> _Work to do_
Please render the records below as a Markdown table with the columns No. and Content, giving each line its own numbered row and leaving out blank lines.

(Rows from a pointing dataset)
——————————

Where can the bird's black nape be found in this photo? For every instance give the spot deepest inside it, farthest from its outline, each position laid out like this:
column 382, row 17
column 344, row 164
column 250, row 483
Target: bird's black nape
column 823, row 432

——————————

> _The answer_
| No. | Content |
|---|---|
| 1 | Where can the bird's black nape be found in this photo? For every instance give the spot deepest inside it, farthest from its outline, each position laid out like this: |
| 2 | column 382, row 17 |
| 3 | column 344, row 164 |
| 4 | column 250, row 483 |
| 5 | Target: bird's black nape |
| 6 | column 823, row 432 |